:: INSTRUCTIONS FOR THE TASK ::
Below are the records; reproduce all of them exactly but without any images.
*** SOURCE MATERIAL
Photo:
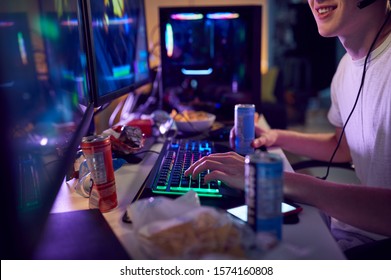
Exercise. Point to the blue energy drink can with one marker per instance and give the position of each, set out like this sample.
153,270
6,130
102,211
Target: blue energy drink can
264,192
244,128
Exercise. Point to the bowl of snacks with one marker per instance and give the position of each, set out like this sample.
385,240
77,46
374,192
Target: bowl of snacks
193,121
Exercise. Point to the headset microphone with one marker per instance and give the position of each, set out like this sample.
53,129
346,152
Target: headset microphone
364,3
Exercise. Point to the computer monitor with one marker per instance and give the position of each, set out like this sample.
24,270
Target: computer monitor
******
:: EXERCISE OUTPUT ::
Photo:
Exercise. Point to the blue energy drink can with one marker per instance and give the position of each, set out like this sample.
153,270
6,130
102,211
Target: blue energy drink can
264,192
244,128
Exercise. Point to the bowl of snacks with one marker per instance and give the position of each, set out like this sample.
385,240
77,46
374,192
Target: bowl of snacks
193,121
Exercise. Point to the headset microphone with one marker per instance and give the position of each, set out like this sample.
53,129
346,152
Target: headset microphone
364,3
Exercise. Point to the computer monitor with one marker per instance and give the position of each, set out like this sample.
24,270
Target: computer monitor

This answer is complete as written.